> Task to carry out
How many lines of the material below contain the string "carved"? Reply with the number alone.

> Records for the exercise

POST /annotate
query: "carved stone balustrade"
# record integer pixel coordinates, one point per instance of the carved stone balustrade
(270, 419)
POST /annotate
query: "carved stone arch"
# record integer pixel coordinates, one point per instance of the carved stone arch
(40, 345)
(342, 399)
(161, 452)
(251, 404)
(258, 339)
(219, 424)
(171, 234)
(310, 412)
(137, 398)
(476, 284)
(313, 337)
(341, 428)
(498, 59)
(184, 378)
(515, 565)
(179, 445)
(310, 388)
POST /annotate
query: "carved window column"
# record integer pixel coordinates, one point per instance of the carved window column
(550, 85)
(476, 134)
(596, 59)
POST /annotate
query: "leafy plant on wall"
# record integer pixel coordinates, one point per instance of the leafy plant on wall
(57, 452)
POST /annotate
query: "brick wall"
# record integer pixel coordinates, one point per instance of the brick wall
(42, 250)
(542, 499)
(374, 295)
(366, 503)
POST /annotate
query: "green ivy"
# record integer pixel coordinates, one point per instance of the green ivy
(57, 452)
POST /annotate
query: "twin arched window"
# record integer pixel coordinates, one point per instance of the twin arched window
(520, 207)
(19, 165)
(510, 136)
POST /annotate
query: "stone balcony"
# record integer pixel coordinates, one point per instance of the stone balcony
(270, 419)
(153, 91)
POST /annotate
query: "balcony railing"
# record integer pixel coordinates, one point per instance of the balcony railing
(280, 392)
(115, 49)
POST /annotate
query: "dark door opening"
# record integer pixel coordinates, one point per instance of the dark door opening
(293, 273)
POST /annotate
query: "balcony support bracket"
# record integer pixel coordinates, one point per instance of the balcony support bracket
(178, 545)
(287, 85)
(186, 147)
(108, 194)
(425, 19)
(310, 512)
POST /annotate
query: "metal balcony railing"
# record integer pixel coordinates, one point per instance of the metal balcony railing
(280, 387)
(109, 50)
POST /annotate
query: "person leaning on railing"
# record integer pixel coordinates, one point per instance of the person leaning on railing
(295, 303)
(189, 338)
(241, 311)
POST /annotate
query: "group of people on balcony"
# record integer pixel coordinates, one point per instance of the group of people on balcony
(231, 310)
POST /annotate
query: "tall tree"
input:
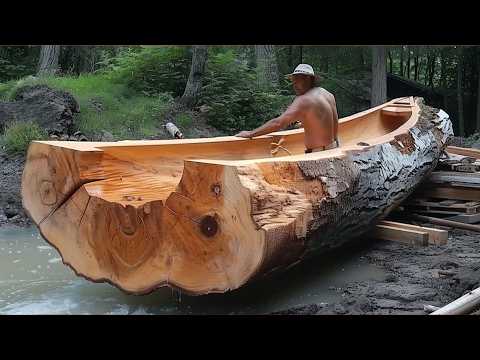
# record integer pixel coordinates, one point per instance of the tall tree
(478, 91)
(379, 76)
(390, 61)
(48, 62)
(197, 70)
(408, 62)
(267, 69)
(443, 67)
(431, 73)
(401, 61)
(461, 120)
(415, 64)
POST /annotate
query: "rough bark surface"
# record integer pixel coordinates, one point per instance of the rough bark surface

* * *

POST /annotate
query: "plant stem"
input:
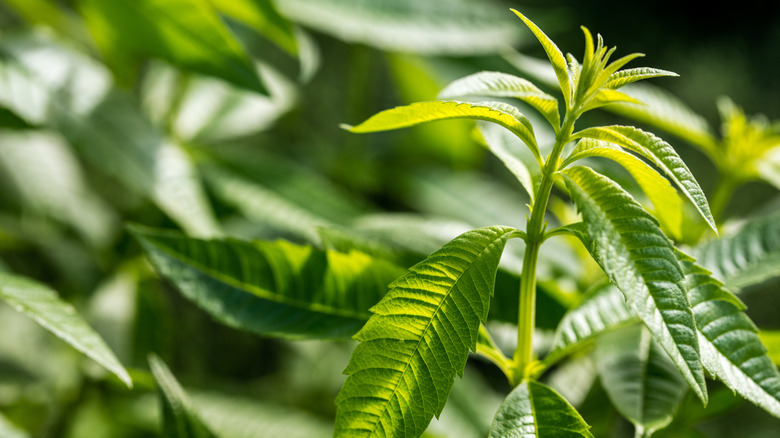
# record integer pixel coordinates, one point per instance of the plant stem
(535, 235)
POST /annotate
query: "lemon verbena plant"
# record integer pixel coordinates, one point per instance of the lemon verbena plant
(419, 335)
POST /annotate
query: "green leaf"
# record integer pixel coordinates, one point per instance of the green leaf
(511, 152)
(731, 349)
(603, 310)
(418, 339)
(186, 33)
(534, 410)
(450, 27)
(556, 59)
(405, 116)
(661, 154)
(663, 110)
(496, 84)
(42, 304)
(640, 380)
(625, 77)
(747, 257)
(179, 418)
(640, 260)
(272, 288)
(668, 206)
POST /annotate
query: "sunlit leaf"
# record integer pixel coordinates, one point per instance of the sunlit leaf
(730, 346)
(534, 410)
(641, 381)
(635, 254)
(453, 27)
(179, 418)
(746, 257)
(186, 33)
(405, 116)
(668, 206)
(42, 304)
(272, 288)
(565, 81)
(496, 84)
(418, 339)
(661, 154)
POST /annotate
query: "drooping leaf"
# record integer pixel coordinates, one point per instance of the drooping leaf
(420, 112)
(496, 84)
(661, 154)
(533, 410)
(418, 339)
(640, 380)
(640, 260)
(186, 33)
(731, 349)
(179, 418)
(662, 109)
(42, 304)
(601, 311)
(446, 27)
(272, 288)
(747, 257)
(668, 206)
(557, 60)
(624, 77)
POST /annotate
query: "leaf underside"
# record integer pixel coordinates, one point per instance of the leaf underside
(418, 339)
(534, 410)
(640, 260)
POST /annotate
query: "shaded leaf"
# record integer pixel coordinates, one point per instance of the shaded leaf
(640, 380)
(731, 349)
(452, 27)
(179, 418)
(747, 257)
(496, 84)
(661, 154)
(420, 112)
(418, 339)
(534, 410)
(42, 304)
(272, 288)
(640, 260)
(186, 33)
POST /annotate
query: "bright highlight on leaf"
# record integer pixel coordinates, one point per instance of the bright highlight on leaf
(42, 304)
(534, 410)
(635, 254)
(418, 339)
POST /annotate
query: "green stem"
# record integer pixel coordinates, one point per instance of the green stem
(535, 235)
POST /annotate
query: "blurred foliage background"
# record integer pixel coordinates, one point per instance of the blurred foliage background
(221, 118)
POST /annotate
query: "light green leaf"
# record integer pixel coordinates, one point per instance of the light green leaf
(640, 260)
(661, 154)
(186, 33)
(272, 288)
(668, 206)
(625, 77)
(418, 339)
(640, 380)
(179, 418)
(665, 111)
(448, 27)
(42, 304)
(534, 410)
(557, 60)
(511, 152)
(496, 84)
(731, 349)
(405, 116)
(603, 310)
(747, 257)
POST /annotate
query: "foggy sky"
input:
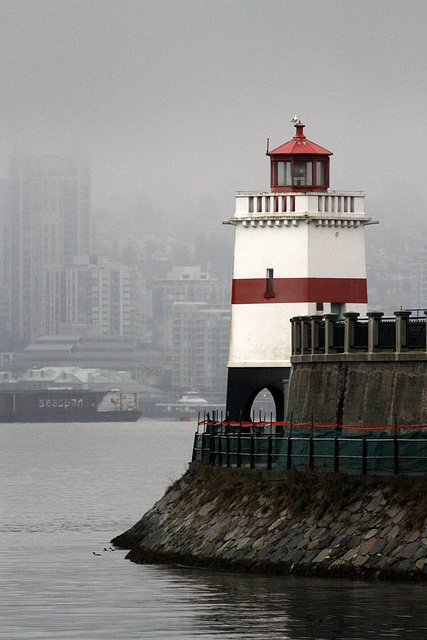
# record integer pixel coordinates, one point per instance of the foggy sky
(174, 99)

> Task result
6